═════ RECORD LIST ═════

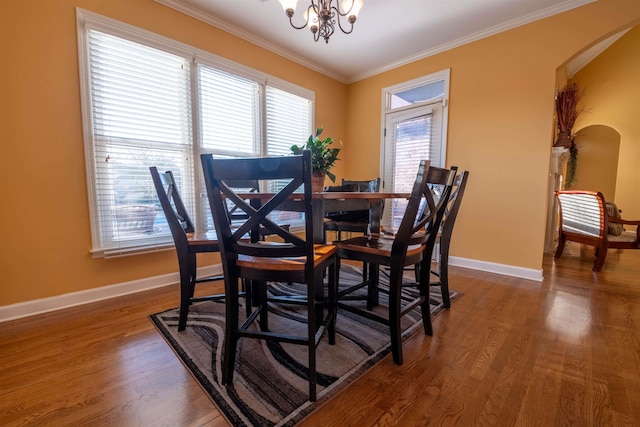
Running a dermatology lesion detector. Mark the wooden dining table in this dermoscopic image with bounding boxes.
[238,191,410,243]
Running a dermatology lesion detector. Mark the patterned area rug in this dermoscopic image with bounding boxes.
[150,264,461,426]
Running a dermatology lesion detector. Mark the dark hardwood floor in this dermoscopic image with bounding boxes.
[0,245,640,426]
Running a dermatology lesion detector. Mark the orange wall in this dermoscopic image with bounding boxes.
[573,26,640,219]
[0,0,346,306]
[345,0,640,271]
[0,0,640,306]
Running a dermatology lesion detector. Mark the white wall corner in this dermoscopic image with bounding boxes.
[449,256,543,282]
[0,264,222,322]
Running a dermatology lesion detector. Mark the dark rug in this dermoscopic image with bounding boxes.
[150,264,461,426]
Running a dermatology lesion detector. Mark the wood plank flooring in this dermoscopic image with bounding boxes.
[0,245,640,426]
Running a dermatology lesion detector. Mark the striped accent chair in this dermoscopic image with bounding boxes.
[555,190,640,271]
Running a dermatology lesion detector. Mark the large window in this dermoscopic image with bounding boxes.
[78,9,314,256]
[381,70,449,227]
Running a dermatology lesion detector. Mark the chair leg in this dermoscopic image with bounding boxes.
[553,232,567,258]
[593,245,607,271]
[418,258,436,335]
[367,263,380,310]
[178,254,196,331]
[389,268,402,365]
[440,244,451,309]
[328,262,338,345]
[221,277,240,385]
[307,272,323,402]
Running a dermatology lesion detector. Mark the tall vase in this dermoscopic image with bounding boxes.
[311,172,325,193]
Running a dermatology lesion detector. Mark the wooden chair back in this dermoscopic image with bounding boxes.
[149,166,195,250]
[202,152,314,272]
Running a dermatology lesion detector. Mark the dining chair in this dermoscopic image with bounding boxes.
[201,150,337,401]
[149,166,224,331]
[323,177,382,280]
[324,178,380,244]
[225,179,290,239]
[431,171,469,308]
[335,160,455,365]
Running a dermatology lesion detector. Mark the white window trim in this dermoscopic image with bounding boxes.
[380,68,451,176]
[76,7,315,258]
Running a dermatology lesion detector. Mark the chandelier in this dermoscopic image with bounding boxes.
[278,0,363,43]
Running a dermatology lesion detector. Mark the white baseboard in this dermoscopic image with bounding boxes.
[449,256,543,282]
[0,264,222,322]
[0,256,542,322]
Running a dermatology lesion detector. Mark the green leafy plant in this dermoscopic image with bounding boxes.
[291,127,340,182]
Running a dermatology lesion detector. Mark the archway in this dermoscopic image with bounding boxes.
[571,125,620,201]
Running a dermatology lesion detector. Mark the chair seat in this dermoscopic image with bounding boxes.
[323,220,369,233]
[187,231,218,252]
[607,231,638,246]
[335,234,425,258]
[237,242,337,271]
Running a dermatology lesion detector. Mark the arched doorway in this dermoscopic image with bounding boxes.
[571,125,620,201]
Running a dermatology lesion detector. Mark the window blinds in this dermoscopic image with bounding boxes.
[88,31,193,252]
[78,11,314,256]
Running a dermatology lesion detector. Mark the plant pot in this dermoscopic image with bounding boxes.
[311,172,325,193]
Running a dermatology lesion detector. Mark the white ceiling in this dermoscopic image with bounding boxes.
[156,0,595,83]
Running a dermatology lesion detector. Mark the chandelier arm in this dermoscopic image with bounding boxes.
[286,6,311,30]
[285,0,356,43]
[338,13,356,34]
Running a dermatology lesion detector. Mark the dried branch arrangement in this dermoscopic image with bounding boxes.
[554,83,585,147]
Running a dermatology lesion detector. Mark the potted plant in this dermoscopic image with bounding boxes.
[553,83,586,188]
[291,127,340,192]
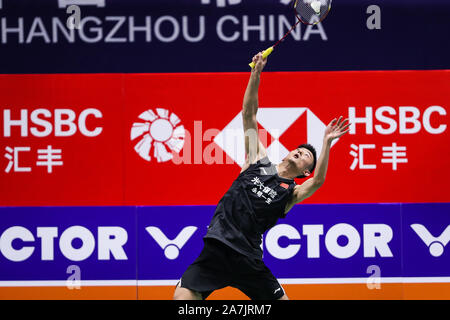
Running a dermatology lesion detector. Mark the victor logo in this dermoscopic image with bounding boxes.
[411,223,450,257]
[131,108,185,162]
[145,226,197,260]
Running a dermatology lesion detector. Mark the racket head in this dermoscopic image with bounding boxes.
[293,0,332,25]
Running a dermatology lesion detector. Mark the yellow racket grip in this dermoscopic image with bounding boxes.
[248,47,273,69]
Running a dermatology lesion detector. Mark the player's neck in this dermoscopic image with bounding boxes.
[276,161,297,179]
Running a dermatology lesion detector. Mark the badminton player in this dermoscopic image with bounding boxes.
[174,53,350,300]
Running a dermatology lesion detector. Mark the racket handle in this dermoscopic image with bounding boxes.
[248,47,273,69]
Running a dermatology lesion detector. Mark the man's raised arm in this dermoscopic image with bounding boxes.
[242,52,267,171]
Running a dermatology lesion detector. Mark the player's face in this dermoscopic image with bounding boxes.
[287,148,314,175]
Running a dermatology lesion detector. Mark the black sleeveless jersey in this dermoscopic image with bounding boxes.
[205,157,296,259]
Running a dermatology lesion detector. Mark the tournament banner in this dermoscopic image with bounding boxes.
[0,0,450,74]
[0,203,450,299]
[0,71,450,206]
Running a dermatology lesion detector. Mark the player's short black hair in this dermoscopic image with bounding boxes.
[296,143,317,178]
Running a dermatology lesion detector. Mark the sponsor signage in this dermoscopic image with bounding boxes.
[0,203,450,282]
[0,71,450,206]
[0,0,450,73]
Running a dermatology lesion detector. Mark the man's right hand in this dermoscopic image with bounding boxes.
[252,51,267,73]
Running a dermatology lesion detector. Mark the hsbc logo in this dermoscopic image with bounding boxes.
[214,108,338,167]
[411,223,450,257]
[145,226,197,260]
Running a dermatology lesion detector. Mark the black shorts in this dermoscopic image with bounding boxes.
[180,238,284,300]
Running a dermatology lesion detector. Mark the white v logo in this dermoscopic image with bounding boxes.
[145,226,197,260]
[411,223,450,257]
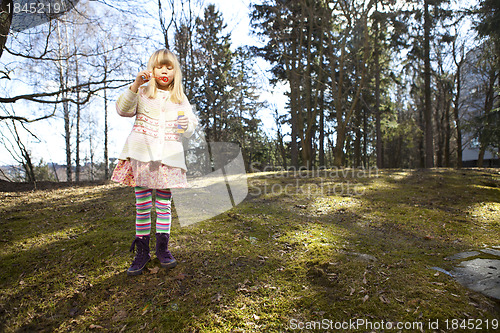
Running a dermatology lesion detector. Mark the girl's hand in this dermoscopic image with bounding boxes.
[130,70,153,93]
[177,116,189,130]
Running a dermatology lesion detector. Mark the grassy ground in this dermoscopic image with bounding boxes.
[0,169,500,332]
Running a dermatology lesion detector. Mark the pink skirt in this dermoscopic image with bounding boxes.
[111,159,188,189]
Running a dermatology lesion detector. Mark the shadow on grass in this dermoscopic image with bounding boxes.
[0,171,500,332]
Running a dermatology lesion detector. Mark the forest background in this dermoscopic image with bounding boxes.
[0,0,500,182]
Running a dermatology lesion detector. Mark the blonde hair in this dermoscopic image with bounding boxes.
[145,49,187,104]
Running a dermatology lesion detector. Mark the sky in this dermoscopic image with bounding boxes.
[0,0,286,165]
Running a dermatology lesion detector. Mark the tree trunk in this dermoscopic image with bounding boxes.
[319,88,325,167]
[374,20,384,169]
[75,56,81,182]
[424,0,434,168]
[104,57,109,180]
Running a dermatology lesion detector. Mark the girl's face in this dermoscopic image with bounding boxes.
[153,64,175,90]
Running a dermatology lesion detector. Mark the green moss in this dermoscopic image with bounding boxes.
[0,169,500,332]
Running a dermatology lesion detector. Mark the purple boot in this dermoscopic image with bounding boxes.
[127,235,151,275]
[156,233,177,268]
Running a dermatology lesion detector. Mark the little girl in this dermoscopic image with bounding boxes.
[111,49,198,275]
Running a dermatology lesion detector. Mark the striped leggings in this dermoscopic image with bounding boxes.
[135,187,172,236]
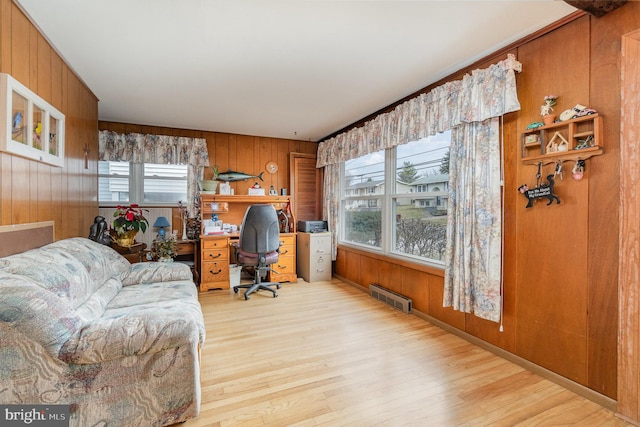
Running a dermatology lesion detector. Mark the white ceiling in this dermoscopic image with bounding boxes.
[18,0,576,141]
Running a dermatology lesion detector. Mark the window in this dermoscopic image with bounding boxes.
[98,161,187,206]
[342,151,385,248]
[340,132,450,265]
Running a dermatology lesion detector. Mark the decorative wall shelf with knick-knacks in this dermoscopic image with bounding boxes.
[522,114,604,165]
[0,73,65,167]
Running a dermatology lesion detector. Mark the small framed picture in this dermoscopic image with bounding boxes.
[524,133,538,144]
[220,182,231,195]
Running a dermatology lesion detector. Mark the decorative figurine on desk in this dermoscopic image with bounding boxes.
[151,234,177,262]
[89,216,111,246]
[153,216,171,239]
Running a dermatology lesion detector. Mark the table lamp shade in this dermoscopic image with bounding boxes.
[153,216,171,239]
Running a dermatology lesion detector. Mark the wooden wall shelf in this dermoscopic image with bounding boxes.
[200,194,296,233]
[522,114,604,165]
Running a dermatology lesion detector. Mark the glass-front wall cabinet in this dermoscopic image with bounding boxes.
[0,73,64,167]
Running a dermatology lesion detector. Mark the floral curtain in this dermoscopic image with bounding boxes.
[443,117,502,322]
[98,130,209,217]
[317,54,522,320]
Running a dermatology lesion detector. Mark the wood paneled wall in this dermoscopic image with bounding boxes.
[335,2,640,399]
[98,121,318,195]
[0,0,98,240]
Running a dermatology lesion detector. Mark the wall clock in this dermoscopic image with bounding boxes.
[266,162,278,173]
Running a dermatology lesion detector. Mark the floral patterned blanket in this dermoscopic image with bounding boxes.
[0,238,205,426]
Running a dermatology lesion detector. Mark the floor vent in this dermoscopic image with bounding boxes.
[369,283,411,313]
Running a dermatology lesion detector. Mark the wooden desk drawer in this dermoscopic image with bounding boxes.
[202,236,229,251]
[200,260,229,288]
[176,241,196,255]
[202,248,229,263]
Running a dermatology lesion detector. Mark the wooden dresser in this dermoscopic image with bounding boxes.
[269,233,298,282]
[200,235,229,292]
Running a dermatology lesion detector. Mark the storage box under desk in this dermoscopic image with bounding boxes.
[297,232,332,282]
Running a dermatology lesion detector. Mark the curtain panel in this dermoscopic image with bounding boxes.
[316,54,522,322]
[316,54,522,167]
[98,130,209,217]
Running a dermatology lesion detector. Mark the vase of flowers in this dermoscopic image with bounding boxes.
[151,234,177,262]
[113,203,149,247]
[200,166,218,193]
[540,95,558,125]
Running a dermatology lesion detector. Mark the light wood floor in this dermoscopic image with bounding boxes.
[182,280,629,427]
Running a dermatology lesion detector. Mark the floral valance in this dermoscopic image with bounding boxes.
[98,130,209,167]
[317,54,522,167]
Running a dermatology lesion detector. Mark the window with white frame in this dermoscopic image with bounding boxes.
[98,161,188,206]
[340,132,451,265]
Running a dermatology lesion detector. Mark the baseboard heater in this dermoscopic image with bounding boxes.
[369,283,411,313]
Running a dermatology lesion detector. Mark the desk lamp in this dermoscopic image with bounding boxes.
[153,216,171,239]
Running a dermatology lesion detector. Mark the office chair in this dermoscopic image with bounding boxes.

═════

STATED PROBLEM: Reproduce the data from the line with "Running a dermatology lesion detector. Mark the green moss" up to and including the line with "[111,49,198,275]", keeping every request line unchanged and shifting each bounding-box coordinate up by 146.

EXERCISE ANSWER:
Running a dermatology lesion detector. Mark the green moss in this dermoscopic image with bounding boxes.
[146,315,646,478]
Running a dermatology lesion detector. Mark the purple boot in this dermoscopic image with bounding boxes.
[273,381,297,421]
[302,379,323,414]
Running a dermatology lesion detector. Mark the little girl in this dermoscopic image with bounding boxes.
[257,195,344,421]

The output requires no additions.